───── TEXTO FUENTE

Liliana era la “Matea”. Todos los años ganaba el diploma a la mejor del curso. Sus compañeras la  consideraban “densa”, ya que solo hablaba de su obsesión por estudiar Medicina. Hasta primero medio, había sido la tímida rubiecita de la fila de atrás. Gracias a horas de brushing y a un líquido para hacerse “rayitos”, llegó un día con el exacto y fabuloso peinado de Farrah Fawcett, la actriz de “Los Ángeles de Charlie”. Esta nueva apariencia la catapultó a las “ligas mayores”. Como mi hermana poseía las virtudes acuarianas de la empatía y la compasión, se convirtió en el paño de lágrimas de las dos. Claro que la amistad se movía por rieles separados. Las divas eran muy complicadas para correr juntas.

──────────

Copia el tramo del texto fuente que va desde "Liliana era la" hasta "para correr juntas." y reemplaza "Medicina" por "Derecho".

───── ENTRADAS MOSTRADAS

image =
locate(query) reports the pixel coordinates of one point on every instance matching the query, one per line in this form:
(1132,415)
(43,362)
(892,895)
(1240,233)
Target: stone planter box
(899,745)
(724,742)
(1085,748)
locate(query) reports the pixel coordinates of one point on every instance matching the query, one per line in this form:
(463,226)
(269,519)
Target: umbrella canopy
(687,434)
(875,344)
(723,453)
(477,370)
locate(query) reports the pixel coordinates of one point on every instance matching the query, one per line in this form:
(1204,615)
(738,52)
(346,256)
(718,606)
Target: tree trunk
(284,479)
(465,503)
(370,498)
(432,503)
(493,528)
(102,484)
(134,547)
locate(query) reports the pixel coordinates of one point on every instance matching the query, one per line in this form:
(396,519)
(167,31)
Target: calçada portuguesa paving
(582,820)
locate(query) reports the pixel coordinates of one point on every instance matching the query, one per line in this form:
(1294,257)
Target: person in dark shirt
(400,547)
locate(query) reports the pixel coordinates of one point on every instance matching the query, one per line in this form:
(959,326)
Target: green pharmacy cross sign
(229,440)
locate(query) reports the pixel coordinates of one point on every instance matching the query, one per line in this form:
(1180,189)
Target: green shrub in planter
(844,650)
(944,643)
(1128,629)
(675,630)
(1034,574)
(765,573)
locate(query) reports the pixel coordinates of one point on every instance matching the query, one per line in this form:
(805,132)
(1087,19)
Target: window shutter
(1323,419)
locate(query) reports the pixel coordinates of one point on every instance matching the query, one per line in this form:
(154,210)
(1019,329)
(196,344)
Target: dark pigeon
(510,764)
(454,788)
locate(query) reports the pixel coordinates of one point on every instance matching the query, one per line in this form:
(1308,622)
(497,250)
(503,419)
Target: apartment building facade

──────────

# [SOLUCIÓN ESCRITA]
Liliana era la “Matea”. Todos los años ganaba el diploma a la mejor del curso. Sus compañeras la  consideraban “densa”, ya que solo hablaba de su obsesión por estudiar Derecho. Hasta primero medio, había sido la tímida rubiecita de la fila de atrás. Gracias a horas de brushing y a un líquido para hacerse “rayitos”, llegó un día con el exacto y fabuloso peinado de Farrah Fawcett, la actriz de “Los Ángeles de Charlie”. Esta nueva apariencia la catapultó a las “ligas mayores”. Como mi hermana poseía las virtudes acuarianas de la empatía y la compasión, se convirtió en el paño de lágrimas de las dos. Claro que la amistad se movía por rieles separados. Las divas eran muy complicadas para correr juntas.